### WORK INSTRUCTIONS
Word for word, return each entry that follows, with every image removed.

### MATERIAL FOR THE TASK
-------------------------
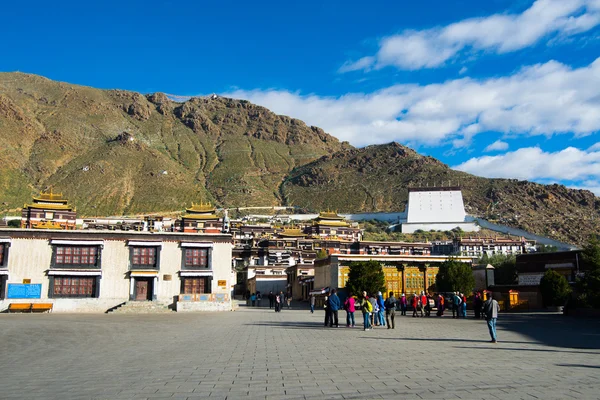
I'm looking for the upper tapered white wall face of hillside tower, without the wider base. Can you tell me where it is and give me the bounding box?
[407,190,466,223]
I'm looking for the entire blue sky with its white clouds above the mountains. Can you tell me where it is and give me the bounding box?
[0,0,600,194]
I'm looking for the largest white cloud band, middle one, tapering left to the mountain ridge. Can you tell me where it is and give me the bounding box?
[225,58,600,146]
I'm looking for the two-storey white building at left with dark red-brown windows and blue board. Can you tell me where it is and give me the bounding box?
[0,228,236,312]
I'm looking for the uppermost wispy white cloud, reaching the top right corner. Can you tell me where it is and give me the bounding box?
[340,0,600,72]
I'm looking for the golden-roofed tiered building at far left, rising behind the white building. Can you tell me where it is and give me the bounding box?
[21,191,77,229]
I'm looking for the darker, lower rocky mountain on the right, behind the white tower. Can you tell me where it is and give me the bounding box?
[282,143,600,245]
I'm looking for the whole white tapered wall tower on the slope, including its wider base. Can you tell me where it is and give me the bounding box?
[402,186,479,233]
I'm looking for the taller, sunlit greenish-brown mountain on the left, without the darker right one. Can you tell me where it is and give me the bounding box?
[0,73,349,216]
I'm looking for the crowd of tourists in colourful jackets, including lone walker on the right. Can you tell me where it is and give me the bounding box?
[318,289,500,343]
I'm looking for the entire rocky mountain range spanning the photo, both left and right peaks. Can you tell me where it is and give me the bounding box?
[0,73,600,244]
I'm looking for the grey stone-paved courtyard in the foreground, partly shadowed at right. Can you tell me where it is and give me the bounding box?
[0,308,600,399]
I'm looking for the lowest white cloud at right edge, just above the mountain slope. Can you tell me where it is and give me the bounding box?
[453,147,600,182]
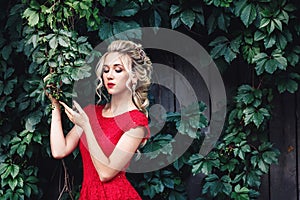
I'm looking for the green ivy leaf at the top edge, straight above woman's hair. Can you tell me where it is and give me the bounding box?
[112,1,140,17]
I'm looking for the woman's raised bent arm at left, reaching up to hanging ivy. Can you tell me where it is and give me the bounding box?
[50,102,82,159]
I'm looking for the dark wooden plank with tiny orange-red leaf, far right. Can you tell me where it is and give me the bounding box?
[270,94,297,200]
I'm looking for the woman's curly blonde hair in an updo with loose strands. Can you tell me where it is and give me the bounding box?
[96,40,152,116]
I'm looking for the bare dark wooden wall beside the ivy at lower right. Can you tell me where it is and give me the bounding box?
[260,92,300,200]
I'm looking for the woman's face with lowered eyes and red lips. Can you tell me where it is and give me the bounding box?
[102,52,130,95]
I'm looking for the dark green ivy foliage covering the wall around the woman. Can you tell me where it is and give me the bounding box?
[0,0,300,199]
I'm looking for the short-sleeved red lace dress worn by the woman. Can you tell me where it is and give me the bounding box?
[79,105,149,200]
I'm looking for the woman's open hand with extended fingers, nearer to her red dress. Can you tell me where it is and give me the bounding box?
[59,101,89,129]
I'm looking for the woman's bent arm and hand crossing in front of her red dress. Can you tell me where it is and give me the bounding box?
[61,102,145,182]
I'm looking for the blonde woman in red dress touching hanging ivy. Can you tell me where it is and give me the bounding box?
[49,40,152,200]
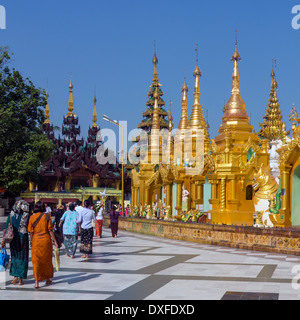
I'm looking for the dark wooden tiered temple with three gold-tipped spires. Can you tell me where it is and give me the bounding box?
[34,82,130,199]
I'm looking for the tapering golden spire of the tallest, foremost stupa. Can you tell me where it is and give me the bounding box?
[223,34,249,124]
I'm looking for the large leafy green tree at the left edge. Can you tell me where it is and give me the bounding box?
[0,47,54,195]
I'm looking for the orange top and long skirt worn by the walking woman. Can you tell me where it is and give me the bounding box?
[28,213,54,281]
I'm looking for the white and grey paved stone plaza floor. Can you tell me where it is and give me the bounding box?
[0,218,300,302]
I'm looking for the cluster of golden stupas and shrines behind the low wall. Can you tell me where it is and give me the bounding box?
[131,42,300,227]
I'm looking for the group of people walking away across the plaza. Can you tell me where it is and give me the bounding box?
[1,200,120,288]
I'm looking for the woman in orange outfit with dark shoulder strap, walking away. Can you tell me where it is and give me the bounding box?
[28,201,58,288]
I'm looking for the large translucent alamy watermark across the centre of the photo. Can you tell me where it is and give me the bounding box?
[96,121,204,175]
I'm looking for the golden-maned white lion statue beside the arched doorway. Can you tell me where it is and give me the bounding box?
[252,166,281,228]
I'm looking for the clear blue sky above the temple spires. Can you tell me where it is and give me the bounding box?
[0,0,300,146]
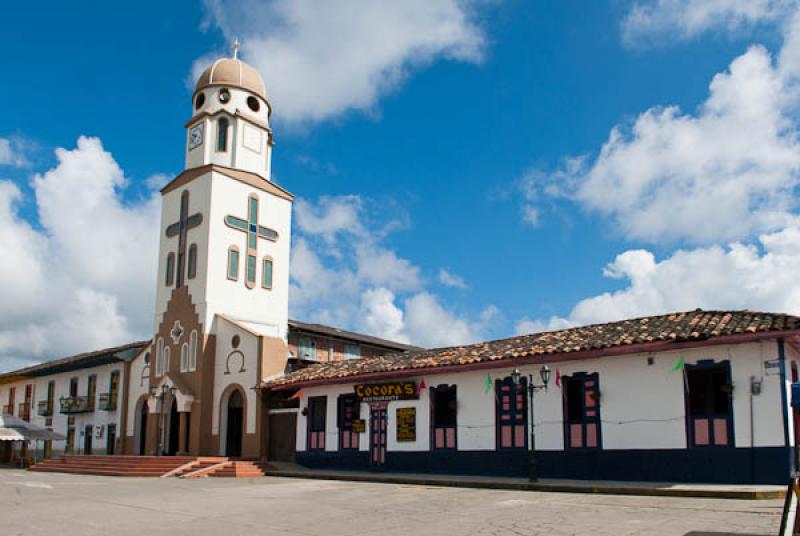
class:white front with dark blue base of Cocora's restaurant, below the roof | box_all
[287,328,800,483]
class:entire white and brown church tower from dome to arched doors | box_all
[139,44,293,457]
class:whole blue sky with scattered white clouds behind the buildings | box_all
[0,0,800,369]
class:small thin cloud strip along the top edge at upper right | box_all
[622,0,798,44]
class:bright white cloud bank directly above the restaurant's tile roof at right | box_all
[517,226,800,331]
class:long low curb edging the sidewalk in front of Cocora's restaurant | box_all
[264,471,786,500]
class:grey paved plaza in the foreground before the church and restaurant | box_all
[0,469,782,536]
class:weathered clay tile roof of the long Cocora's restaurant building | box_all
[264,309,800,388]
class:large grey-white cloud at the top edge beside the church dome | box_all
[200,0,486,122]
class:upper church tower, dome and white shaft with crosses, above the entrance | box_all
[149,44,293,386]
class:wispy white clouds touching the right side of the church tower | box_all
[291,196,498,346]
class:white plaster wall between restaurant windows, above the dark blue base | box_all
[297,341,798,452]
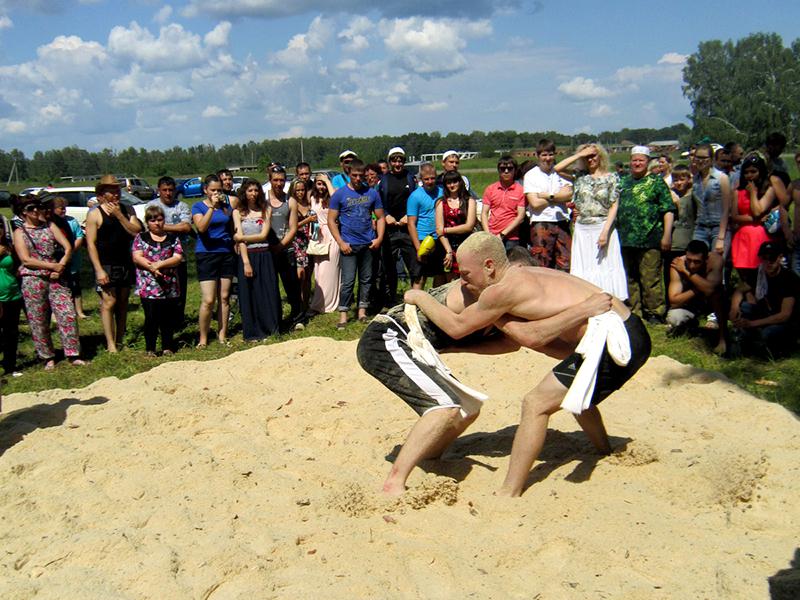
-------------------------
### YOUR SOLUTION
I'm looking for the upper tapered white wall face of hillside tower, without the wider base. Can you tell me where it is and give me the bounding box?
[407,190,466,223]
I'm looking for the entire blue sky with its white clouds above the mountains. Can you tell me where it is and give me the bounding box?
[0,0,600,194]
I'm looking for the largest white cloud band, middle one, tapering left to the mountain ridge. Can you tell me where it is and give me the bounding box?
[225,58,600,146]
I'm looking for the two-storey white building at left with dark red-brown windows and blue board. Can you tell me where it is and give me the bounding box?
[0,228,236,312]
I'm looking for the uppermost wispy white cloud, reaching the top right corner. Can you tell me where it is and give me the bounding box?
[340,0,600,72]
I'm looking for the golden-roofed tiered building at far left, rising behind the white building. Can you tell me where it is and give me the bounding box?
[21,191,77,229]
I'm looking for the darker, lower rocky mountain on the right, behind the white tower. Can you tell me where it is and give me the bounding box?
[282,143,600,245]
I'm looking for the whole white tapered wall tower on the slope, including its wider base. Can you tell me where it is and give me the bounding box?
[402,186,479,233]
I'm looking for the taller, sunlit greenish-brown mountain on the left, without the darker right one. Can you tell me where it is and give me the bounding box?
[0,73,349,216]
I'm looking for the crowd of tourists in colourful jackets, including lone walker on the right. Can you tell me where it is and give me the bounding box?
[318,289,500,343]
I'm looking for the entire rocky mountain range spanning the photo, both left and right peaks. Can you tell me where it is and give me the bounding box?
[0,73,600,244]
I'm looking for the grey stone-paved courtyard in the foreground, partly shadowed at right. Can you tell me where it is and give me the bounding box?
[0,308,600,399]
I'm looking for the lowest white cloud at right edge, just above the mountain slope. Can you tell me where it is and give me the bounding box?
[453,147,600,182]
I'm looking for the green ivy leaf at the top edge, straight above woman's hair. Can you tell me where it is and give me the bounding box?
[112,1,140,17]
I'm looking for the woman's raised bent arm at left, reaching up to hanging ivy. Can you tell me where it is and give me the bounding box?
[50,102,82,159]
I'm looking for the dark wooden plank with tiny orange-red leaf, far right. Can you tell me where it is and give me the bounding box?
[270,94,297,200]
I'm looking for the woman's curly blonde hair in an updo with loose strands. Can you tell me where it is and give me the bounding box?
[96,40,152,116]
I'm looking for the bare dark wooden wall beside the ivy at lower right. Can you tell me where it is and give me the bounding box?
[260,92,300,200]
I'm looking for the woman's face with lowered eyes and red lips. Can you tell me where it is and give me the bounding box?
[102,52,130,95]
I'm looking for the dark green ivy foliage covering the wall around the woman. Can you tell me where it is and give me the bounding box?
[0,0,300,199]
I'm looking for the short-sleeved red lace dress worn by the woman. Can you tell me where it is and give me the bounding box?
[79,105,149,200]
I'm looking for the woman's open hand with extended fingers, nearer to her red dress. Can you tell me where it is and give me the bounding box?
[59,101,89,129]
I'm looking for the woman's bent arm and hand crossing in front of her red dress. Can you tell me where it is and give me the bounding box?
[61,102,145,182]
I'm looking for the blonde woman in red dress touching hanging ivy. Can you tell me where it is and give me the bounding box?
[49,40,152,200]
I'm looking for the dark wooden tiered temple with three gold-tipped spires. Can you tell me where it is and give me the bounding box?
[34,82,130,199]
I'm looking for the tapering golden spire of the tallest, foremost stupa. Can you tell me where it is and give me the bounding box?
[223,34,249,124]
I'm looking for the large leafy green tree at the left edge. Can you tell me where it is and give me the bounding box?
[0,47,54,195]
I'm looking for the orange top and long skirt worn by the walking woman. Can you tell me where it is and give me the bounding box?
[28,213,54,281]
I'm looking for the white and grey paved stone plaza floor. Can you tell me where it is and give me the bounding box?
[0,218,300,302]
I'm looking for the cluster of golden stupas and shrines behind the low wall. Can you tell me where it is and give me the bounding box?
[131,42,300,227]
I'm looking for the group of people walking away across the plaza. Can you tell me where it is and give me the bounding box?
[1,200,120,288]
I'm looking for the woman in orange outfit with dark shoulder strap, walking away. Can you tell me where it is and give me the bounding box?
[28,201,58,288]
I'm looking for the large translucent alamy watermark across the centre of the photo. Can you tell me where it is and give me the bounding box?
[96,121,204,175]
I'm looking for the golden-maned white lion statue beside the arched doorway. Can you tell me where it is and give me the bounding box?
[252,166,281,228]
I'm looking for the clear blue sky above the temple spires. Can you tell me where it is and give me the bounding box?
[0,0,300,146]
class:white front with dark blue base of Cocora's restaurant, below the roof | box_all
[287,328,800,483]
class:entire white and brown church tower from dome to arched doors | box_all
[139,44,293,457]
class:whole blue sky with scattered white clouds behind the buildings | box_all
[0,0,800,369]
class:small thin cloud strip along the top edge at upper right | box_all
[622,0,798,44]
class:bright white cloud bank directly above the restaurant's tile roof at right | box_all
[517,226,800,331]
class:long low curb edging the sidewalk in front of Cocora's restaurant | box_all
[264,471,786,500]
class:grey paved plaza in the foreground before the church and restaurant | box_all
[0,469,782,536]
class:weathered clay tile roof of the long Cocora's restaurant building | box_all
[264,309,800,388]
class:large grey-white cloud at the top edge beside the church dome | box_all
[200,0,486,122]
class:upper church tower, dome and white shaft with crosses, above the entrance | box_all
[149,44,293,386]
class:wispy white clouds touching the right side of the church tower | box_all
[291,196,498,346]
class:white plaster wall between restaurant windows, above the dark blue base | box_all
[297,341,798,452]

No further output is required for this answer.